Your goal:
Copy all of the records exactly.

# # #

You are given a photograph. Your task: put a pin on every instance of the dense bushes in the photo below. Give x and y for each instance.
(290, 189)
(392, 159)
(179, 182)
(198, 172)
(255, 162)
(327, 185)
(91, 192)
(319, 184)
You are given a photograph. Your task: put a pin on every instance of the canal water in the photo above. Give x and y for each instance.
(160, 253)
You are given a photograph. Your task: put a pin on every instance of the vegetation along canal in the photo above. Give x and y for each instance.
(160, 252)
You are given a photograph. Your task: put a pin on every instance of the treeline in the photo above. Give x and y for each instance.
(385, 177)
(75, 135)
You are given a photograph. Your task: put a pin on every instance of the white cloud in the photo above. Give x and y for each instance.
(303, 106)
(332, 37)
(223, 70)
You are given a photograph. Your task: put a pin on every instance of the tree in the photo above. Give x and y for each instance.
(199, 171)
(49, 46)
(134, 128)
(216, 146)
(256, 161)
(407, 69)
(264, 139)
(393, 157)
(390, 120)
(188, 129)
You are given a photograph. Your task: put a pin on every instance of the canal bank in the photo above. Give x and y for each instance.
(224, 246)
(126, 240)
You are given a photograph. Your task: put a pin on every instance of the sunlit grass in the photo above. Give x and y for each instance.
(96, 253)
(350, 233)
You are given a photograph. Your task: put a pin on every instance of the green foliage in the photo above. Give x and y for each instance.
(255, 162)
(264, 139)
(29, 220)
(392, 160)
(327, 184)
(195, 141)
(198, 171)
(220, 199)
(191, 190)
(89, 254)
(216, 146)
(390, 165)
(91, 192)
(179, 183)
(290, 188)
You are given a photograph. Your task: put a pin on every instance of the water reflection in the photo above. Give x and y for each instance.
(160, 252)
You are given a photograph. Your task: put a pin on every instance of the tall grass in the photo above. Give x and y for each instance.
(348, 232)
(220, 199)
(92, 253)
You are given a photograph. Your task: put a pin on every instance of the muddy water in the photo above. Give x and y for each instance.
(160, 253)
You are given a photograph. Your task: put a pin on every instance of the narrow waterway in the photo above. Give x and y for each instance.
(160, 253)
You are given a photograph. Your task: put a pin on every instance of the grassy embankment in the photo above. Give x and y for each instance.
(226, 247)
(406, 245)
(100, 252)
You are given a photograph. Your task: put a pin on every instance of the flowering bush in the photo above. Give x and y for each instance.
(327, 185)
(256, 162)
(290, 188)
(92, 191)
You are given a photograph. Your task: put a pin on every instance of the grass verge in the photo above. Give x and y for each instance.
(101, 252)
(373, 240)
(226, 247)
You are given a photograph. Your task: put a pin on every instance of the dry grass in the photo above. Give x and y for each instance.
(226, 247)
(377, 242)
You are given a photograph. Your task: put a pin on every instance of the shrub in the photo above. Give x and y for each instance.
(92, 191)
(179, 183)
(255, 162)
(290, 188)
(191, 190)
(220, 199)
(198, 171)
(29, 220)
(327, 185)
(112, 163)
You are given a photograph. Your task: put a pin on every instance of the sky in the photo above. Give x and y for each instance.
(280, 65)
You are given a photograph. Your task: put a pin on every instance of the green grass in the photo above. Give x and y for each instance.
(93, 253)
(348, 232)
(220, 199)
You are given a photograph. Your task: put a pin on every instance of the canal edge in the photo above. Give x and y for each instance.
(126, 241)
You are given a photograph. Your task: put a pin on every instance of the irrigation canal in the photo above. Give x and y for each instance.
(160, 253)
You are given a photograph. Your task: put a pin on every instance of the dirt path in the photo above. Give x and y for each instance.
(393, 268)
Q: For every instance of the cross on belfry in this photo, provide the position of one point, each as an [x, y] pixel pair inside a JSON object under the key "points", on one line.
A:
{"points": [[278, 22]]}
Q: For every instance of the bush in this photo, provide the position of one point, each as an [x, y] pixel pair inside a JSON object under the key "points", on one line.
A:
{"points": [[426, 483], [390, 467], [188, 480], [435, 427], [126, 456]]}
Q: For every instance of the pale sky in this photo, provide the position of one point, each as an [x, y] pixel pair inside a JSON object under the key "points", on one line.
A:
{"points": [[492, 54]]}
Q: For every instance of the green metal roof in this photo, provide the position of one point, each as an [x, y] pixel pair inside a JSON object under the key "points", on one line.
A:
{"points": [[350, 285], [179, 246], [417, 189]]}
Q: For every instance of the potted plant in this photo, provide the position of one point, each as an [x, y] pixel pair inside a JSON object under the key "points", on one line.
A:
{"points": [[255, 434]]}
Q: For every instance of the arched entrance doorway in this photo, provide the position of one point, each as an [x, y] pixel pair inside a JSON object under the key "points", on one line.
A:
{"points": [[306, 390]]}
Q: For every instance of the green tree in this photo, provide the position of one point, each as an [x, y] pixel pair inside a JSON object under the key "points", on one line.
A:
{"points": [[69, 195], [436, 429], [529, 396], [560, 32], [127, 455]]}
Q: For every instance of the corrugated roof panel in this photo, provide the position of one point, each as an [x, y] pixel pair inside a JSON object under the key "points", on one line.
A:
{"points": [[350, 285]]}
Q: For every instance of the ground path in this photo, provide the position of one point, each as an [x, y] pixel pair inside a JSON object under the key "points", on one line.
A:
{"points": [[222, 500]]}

# # #

Result below:
You are given a photograph. Your task: put a pin on every instance of the dense bushes in the photo below. Give x and y for each instance.
(290, 189)
(392, 159)
(179, 182)
(198, 172)
(255, 162)
(327, 185)
(91, 192)
(319, 184)
You are given a photograph. Your task: put a pin on every instance of the canal water in the photo above. Give x and y for each instance.
(160, 253)
You are given a photograph. Your task: put a pin on every instance of the vegetation along canal in the photo above. Give x and y for each instance.
(160, 252)
You are given a photograph. Your task: put a pin on every instance of the treeline in the photo above. Give x and y for each instance.
(385, 177)
(75, 135)
You are given a photograph. Your task: put a pin on every instance of the white cloud in the photo above. Give x and y for each instance.
(303, 106)
(332, 37)
(223, 70)
You are given a photograph. Your task: put a pin on every instance of the tree in the photo above. Give x and y for each instance.
(199, 171)
(49, 46)
(134, 128)
(216, 146)
(256, 161)
(407, 69)
(264, 139)
(393, 157)
(390, 120)
(188, 129)
You are given a photograph. Your task: put a pin on every instance of the canal bank in the photo above. Give x and y for each instance.
(224, 246)
(126, 240)
You are given a photograph. Your task: put a pin on every instance of the sunlit grass in the photo above. Give x and y for each instance.
(96, 253)
(350, 233)
You are given a photograph. Your task: put a pin on every instance of the green foliage in the photo above. Give x and y for each instance.
(255, 162)
(264, 139)
(29, 220)
(392, 160)
(327, 184)
(195, 141)
(198, 171)
(220, 199)
(191, 190)
(89, 254)
(216, 146)
(390, 165)
(91, 192)
(179, 183)
(290, 188)
You are given a photograph. Your task: put a pin on every instance of the water reflection in the photo above. Give x and y for each instance.
(160, 252)
You are given a photograph. Your task: put a pin on every instance of the tall grass in the photo above. Give x and y for each instance.
(348, 232)
(220, 199)
(92, 253)
You are given a photograph. Your task: put a pin on every instance of the muddy water in the photo above. Give x and y for each instance.
(160, 253)
You are given a photograph. Your task: put a pin on every instance of the narrow waterway in the photo above. Give x and y for each instance.
(160, 253)
You are given a photograph. Your task: put a pin on every instance of the grassy embankment in the photo above. Give x and y for each instance.
(226, 247)
(406, 245)
(100, 252)
You are given a photograph. Your task: put a pin on every instance of the flowering bush in the photo above. Give x and y for each instance.
(327, 185)
(256, 162)
(290, 188)
(92, 191)
You are given a photograph. Your task: put a pin on every instance of the grass verge in the photo above. Give x and y for each instance.
(101, 252)
(373, 240)
(226, 247)
You are given a photograph. Your task: put a pin on every instance of the dry grass in the photo above. Give x and y for each instance.
(226, 247)
(377, 242)
You are given a photograph. Your task: put a pin on every instance of the shrub in the photo above. Give x and y for each instance.
(92, 191)
(179, 183)
(255, 162)
(290, 188)
(191, 190)
(220, 199)
(198, 171)
(29, 220)
(327, 185)
(112, 163)
You are given a photograph. Your task: put a pin on every instance of the sky in the photo above. Give x and y for each instance.
(280, 65)
You are given a photograph. Your task: put a pin on every instance of the green grass in the photo above. Give x and y for each instance.
(93, 253)
(348, 232)
(220, 199)
You are given a photograph. Your task: put a pin on every instance of the canal edge in the photo above. Give x and y for each instance.
(126, 241)
You are given a photograph. Your task: put a pin on every instance of the irrigation canal in the photo above. Give x and y for each instance.
(160, 253)
You are given a photograph. Your task: put a pin on every instance of the dirt path in the photo above. Give x and y for each instance.
(393, 268)
Q: For every instance of the cross on belfry in this photo, provide the position of one point, each as an [x, y] pixel pair inside a JSON object under the key "points", on one line.
A:
{"points": [[278, 22]]}
Q: For every instance of the bush in this photo, provide the position of one point, each as an [x, y] pixel pair inside a JSON object under the key "points", on one line.
A:
{"points": [[426, 483], [390, 467], [188, 480], [435, 427], [126, 456]]}
Q: For every instance of the pale sky in this photo, provide the position of one point, each as an [x, y] pixel pair inside a JSON object under the key "points", on one line.
A:
{"points": [[492, 54]]}
Q: For every instance of the green metal roof in this photo, provide the position of one point, each as an [x, y] pixel pair inside a JSON object under the key "points", on one line.
A:
{"points": [[350, 285], [179, 246], [417, 189]]}
Q: For every instance of the potted plant in this photo, provide the position of one point, each as an [x, y] pixel pair inside a JSON object under the key "points", on one line.
A:
{"points": [[255, 434]]}
Q: For every instance of the arched entrance doorway in this photo, provide the position of one point, each as an [x, y] pixel pair inside a JSON object under the key "points", on one line.
A:
{"points": [[306, 390]]}
Q: For every instance of the green tree in this photo, provide the position of one point, each as an [x, y] pixel pair inside a JSON object under the key "points", on one line.
A:
{"points": [[69, 195], [436, 429], [529, 396], [560, 32], [127, 455]]}
Q: For every instance of the corrugated roof panel in this photo, provide the position of one point, each as an [x, y] pixel pair inside a JSON object under the key "points", on one line.
A:
{"points": [[350, 285]]}
Q: For every instance of the ground path in this photo, provide the position of one point, each as an [x, y] pixel pair inside a JSON object under the key "points", on one line.
A:
{"points": [[222, 500]]}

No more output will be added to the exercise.